[Check your understanding]
1) In the quotes collection, copy the passage starting at "He who dies" and ending at "of the place.", switching "curable" to "treatable".
2) Do these statements agree with the quotes collection? Answer yes or no for each, and quote the words that decide it. (a) The Miguel de Cervantes quote is dated 1615. (b) The Leslie Jamison quote is dated 1989. (c) The Latin proverb says disease belongs to the body.
3) Carry on the quotes collection, picking up right after its final line.

Archive

Quotes

Even diseases have lost their prestige, there aren’t so many of them left.

—Louis-Ferdinand Céline, 1960

Everyone who is sick is someone else’s patient zero.

—Leslie Jamison, 2020

Health care delivery is one of the tragedies still in America.

—Jewel Plummer Cobb, 1989

The beginning of health lies in knowing the disease.

—Miguel de Cervantes, 1615

He who dies of epidemic disease is a martyr.

—Muhammad, c. 630

We should always presume the disease to be curable until its own nature proves it otherwise.

—Peter Mere Latham, c. 1845

Disease is not of the body but of the place.

—Latin proverb

If they prescribe a lot of remedies for some sickness or other, it means that the sickness is incurable.

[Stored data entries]

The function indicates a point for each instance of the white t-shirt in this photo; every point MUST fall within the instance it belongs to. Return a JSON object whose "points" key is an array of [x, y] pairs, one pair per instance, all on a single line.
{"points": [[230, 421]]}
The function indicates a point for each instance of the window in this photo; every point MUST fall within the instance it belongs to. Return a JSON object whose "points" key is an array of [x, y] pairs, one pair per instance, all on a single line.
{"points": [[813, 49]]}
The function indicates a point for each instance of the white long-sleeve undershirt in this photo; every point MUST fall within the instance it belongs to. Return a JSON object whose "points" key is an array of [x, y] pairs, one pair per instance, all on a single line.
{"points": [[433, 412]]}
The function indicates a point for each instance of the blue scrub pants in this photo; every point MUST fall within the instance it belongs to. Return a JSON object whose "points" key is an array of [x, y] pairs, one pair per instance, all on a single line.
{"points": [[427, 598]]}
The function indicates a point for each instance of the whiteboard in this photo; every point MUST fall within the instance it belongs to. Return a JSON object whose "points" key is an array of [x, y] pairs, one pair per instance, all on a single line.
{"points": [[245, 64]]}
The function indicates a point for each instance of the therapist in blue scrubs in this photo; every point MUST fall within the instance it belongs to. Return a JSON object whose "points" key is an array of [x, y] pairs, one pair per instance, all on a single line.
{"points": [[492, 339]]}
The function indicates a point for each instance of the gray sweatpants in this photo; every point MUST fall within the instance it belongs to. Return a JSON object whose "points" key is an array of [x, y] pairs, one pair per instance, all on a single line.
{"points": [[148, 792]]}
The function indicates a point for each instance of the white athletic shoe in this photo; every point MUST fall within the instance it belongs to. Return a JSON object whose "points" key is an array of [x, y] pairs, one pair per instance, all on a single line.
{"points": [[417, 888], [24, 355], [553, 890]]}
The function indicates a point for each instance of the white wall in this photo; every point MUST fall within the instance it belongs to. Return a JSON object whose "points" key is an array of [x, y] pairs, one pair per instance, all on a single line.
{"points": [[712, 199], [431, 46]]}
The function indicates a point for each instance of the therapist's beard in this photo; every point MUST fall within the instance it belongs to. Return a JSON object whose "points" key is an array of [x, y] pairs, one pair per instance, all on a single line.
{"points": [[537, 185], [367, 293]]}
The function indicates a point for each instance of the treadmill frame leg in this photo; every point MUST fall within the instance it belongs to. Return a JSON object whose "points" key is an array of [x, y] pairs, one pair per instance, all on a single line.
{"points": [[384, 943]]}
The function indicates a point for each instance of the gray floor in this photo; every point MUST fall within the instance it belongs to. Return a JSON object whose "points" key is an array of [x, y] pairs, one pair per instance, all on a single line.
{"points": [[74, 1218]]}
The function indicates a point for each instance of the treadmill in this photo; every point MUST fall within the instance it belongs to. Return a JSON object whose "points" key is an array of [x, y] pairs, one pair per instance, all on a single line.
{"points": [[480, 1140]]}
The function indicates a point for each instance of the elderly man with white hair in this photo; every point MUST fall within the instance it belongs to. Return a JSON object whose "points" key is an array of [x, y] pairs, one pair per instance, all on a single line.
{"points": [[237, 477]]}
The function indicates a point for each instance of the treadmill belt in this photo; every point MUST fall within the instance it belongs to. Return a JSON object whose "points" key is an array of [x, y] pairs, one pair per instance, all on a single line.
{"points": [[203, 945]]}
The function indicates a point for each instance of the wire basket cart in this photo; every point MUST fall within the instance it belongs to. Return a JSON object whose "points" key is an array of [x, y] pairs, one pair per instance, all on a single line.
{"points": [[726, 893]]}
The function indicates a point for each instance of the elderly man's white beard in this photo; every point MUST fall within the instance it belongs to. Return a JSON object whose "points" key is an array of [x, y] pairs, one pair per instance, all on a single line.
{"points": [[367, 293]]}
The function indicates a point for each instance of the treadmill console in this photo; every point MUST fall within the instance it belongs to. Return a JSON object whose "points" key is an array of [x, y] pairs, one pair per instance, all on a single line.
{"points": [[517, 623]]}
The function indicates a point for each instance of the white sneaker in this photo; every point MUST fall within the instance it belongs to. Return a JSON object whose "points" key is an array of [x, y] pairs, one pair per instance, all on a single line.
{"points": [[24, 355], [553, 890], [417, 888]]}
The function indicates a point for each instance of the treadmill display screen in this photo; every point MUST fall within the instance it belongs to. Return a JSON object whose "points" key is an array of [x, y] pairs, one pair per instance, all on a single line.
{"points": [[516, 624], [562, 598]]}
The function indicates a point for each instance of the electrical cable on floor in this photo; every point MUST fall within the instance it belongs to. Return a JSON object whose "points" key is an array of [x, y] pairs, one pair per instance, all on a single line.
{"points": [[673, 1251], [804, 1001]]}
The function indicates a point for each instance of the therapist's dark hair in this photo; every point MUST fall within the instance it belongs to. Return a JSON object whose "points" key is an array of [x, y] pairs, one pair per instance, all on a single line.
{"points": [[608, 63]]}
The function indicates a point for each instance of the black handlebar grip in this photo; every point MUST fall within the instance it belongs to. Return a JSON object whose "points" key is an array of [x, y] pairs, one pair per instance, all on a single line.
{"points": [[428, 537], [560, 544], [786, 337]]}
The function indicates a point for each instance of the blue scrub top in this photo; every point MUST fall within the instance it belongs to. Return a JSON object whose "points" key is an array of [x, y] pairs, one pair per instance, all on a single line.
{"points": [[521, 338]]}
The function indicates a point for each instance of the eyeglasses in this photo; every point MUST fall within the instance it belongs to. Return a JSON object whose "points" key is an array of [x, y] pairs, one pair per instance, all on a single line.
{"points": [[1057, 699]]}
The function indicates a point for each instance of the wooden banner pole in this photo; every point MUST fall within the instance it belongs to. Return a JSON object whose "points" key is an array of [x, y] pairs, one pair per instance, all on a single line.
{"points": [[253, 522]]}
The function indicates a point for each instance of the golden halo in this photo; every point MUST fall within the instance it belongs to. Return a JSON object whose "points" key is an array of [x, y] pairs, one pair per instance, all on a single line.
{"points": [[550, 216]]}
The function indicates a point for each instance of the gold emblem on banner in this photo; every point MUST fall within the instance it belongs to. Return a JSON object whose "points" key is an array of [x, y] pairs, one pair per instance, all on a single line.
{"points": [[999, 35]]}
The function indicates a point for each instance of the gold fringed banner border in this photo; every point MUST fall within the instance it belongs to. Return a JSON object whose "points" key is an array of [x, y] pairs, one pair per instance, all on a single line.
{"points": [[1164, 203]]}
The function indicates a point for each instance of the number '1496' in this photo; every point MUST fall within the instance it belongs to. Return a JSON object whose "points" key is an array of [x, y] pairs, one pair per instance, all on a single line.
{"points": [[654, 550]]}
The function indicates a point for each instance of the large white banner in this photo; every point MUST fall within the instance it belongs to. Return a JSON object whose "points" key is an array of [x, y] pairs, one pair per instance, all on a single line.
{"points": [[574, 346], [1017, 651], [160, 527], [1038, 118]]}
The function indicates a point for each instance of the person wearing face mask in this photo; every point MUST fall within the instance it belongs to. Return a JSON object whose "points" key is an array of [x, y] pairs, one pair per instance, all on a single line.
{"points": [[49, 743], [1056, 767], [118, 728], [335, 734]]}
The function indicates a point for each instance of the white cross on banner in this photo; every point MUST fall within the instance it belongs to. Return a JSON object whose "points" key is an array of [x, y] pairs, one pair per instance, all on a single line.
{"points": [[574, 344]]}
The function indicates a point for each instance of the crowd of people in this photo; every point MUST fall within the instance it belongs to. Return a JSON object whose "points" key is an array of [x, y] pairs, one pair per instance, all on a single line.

[Numbered answers]
1)
He who dies of epidemic disease is a martyr.

—Muhammad, c. 630

We should always presume the disease to be treatable until its own nature proves it otherwise.

—Peter Mere Latham, c. 1845

Disease is not of the body but of the place.

2)
(a) Yes: "—Miguel de Cervantes, 1615"
(b) No: "—Leslie Jamison, 2020"
(c) No: "Disease is not of the body but of the place."

3)
—Anton Chekhov, 1904

Ours is an age which consciously pursues health, and yet only believes in the reality of sickness.

—Susan Sontag, 1963

Men worry over the great number of diseases, while doctors worry over the scarcity of effective remedies.

—Bian Qiao, c. 500 BC

How sickness enlarges the dimension of a man’s self to himself! He is his own exclusive object.

—Charles Lamb, 1833

Health in all lands is among the indispensable guarantees of human progress.

—Helen Keller, 1936

Infectious disease is one of the few genuine adventures left in the world.